(Region pointing data)

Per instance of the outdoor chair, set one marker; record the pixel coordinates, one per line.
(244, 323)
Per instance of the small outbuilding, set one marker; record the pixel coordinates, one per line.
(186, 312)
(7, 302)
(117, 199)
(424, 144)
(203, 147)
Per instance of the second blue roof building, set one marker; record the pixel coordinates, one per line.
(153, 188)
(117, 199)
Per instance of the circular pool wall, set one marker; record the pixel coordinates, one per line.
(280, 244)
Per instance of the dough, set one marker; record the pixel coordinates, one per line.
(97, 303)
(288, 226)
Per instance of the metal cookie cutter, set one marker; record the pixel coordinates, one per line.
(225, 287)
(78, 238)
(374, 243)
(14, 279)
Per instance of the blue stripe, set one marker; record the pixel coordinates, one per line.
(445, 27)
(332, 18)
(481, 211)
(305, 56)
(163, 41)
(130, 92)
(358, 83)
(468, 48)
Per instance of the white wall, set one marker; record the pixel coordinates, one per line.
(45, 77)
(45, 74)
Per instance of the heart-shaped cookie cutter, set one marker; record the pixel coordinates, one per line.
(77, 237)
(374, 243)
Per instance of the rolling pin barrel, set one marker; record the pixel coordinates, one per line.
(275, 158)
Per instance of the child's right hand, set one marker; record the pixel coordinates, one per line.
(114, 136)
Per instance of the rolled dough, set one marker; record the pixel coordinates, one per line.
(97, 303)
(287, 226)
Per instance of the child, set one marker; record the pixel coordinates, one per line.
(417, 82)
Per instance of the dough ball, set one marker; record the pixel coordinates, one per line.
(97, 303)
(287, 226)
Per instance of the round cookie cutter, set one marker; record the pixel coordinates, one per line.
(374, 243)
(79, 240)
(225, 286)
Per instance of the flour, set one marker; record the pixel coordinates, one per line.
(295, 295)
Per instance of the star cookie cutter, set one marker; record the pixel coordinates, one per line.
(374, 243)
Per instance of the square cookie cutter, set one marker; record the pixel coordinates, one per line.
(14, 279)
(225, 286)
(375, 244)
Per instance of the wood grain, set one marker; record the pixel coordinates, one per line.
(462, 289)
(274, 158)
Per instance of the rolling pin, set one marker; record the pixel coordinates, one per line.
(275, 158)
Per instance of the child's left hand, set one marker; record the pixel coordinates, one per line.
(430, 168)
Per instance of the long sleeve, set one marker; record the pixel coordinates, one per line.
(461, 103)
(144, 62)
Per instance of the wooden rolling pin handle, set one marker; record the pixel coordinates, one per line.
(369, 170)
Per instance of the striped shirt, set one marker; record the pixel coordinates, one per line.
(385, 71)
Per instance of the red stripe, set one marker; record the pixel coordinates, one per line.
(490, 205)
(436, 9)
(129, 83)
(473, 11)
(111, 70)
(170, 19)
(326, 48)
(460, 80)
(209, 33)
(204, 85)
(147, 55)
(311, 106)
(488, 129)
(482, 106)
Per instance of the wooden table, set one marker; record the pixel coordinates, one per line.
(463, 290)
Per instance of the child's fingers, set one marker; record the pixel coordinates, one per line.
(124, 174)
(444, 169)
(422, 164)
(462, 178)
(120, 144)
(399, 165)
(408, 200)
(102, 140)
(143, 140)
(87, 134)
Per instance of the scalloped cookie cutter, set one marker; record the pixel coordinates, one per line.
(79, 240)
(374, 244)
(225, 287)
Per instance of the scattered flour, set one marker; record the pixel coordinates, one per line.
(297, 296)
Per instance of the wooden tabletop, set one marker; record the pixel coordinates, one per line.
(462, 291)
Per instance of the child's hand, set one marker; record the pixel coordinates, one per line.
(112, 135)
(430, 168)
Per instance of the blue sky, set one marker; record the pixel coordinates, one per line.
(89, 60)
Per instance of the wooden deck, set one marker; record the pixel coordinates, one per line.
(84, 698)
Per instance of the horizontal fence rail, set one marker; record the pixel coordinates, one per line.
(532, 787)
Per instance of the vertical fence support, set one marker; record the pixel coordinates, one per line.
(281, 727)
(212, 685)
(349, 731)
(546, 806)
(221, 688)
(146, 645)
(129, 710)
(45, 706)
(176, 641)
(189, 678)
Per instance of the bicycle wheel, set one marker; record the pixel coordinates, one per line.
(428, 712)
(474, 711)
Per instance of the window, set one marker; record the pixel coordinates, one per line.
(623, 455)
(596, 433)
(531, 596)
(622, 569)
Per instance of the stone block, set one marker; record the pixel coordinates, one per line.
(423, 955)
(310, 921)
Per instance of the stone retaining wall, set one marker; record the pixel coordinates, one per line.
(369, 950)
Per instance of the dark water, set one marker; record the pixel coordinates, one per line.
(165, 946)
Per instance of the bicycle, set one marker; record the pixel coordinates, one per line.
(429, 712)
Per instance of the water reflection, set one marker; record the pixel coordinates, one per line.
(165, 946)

**Task requirements**
Set down every record once more, exactly as written.

**Output for this exercise**
Per instance of the outdoor chair, set one marker; record the pixel coordinates, one per line.
(244, 323)
Per instance of the small outbuilding, set one marker; record the pixel coordinates, one per line.
(186, 312)
(7, 302)
(117, 199)
(424, 144)
(203, 147)
Per instance of the second blue roof building, set one marker; record the pixel coordinates, one per line.
(153, 188)
(117, 199)
Per instance of the circular pool wall, set one marker; record the pixel coordinates, one per line.
(280, 244)
Per instance of the dough, set one marker; record the pixel coordinates, one per line.
(97, 303)
(288, 226)
Per instance of the metal cookie cutter, set one marker; record the pixel coordinates, one per line.
(225, 287)
(78, 238)
(374, 243)
(14, 279)
Per instance of the blue stripe, set one marker; record the pixel coordinates, one per line.
(445, 27)
(332, 18)
(481, 211)
(305, 56)
(163, 41)
(130, 92)
(358, 83)
(468, 48)
Per instance of the white wall, set one marker; record the pixel coordinates, one per line.
(45, 77)
(45, 74)
Per instance of the heart-shaped cookie cutter, set one marker; record the pixel coordinates, one per line.
(77, 237)
(374, 243)
Per instance of the rolling pin barrel, set one marker; record the pixel coordinates, one per line.
(275, 158)
Per instance of the child's right hand, set one marker; record the pixel coordinates, one per line.
(114, 136)
Per instance of the rolled dough, set one marker; record the pixel coordinates, one per line.
(97, 303)
(287, 226)
Per instance of the child, set one marker; record the pixel coordinates, one per line.
(417, 82)
Per instance of the dough ball, set one marker; record the pixel coordinates, one per line.
(97, 303)
(287, 226)
Per instance of the round cookie cutter, set one marker; record the pixel coordinates, one per line.
(374, 243)
(79, 240)
(225, 286)
Per instance of the flour, set one marker; record the pixel coordinates, one per line.
(295, 295)
Per instance of the star cookie cutter, set one marker; record the pixel coordinates, one per line.
(374, 243)
Per instance of the square cookie cutter, set one marker; record the pixel coordinates, one per line.
(14, 279)
(225, 286)
(375, 244)
Per instance of the wood grain, set one marker; record the pixel coordinates, one per line.
(462, 289)
(274, 158)
Per instance of the rolling pin, set one marker; record the pixel coordinates, one per line.
(275, 158)
Per instance of the child's left hand, set one marker; record the pixel coordinates, one per line.
(430, 168)
Per instance of the long sleeve, set one marker; record the pixel coordinates, one per line.
(461, 103)
(144, 62)
Per instance of the wooden rolling pin handle, set one marker; record the pixel coordinates, one per line.
(369, 170)
Per instance of the striped shirt, set one marker; record the pixel coordinates, one per line.
(385, 71)
Per instance of the red stripe, set one marker; record the pixel coordinates, one per line.
(490, 205)
(436, 9)
(129, 83)
(473, 11)
(111, 70)
(170, 19)
(326, 48)
(460, 80)
(209, 33)
(204, 85)
(147, 55)
(311, 106)
(488, 129)
(482, 106)
Per instance of the wooden table, set one marker; record the pixel coordinates, one per line.
(463, 290)
Per instance of the child's fingers, set one marker; record the pixel coordinates, one per line.
(124, 174)
(444, 169)
(422, 164)
(462, 178)
(120, 144)
(399, 165)
(408, 200)
(102, 140)
(143, 140)
(87, 134)
Per instance of the scalloped cookie cutter, set one marker; record the pixel coordinates, one per line.
(79, 240)
(374, 244)
(225, 287)
Per instance of the scattered flour, set one marker; record the pixel coordinates, one per line.
(297, 296)
Per instance of the wooden tabletop, set one marker; record the pixel coordinates, one per line.
(462, 291)
Per instance of the child's hand, set one marker; record the pixel coordinates, one per line.
(112, 135)
(430, 168)
Per instance of the blue sky, set one marker; record the pixel coordinates, one per line.
(89, 60)
Per instance of the wooden deck, set one marker; record the pixel coordinates, one per line.
(84, 698)
Per instance of the horizontal fence rail, set one marker; record the pixel coordinates, one per line.
(532, 787)
Per instance of the vertical fence support, set one marker; record the pixel coordinates, one per line.
(281, 727)
(212, 685)
(349, 731)
(546, 806)
(221, 688)
(146, 645)
(129, 710)
(45, 706)
(176, 641)
(189, 678)
Per instance of the bicycle wheel, set one marker; record the pixel coordinates, one per line.
(428, 712)
(474, 711)
Per instance of the window, set one marker; record the pixel coordinates, one per line.
(623, 455)
(596, 433)
(531, 596)
(622, 569)
Per instance of the stone block, set one marker; record the pixel coordinates, one per line.
(423, 955)
(310, 921)
Per instance of the stone retaining wall, set one marker; record the pixel coordinates, one per line.
(369, 950)
Per instance of the dark water, set one marker; record the pixel coordinates, one per line.
(165, 946)
Per instance of the bicycle, set one marker; record the pixel coordinates, one per line.
(429, 712)
Per instance of the water reflection, set one marker; record the pixel coordinates, one per line.
(165, 946)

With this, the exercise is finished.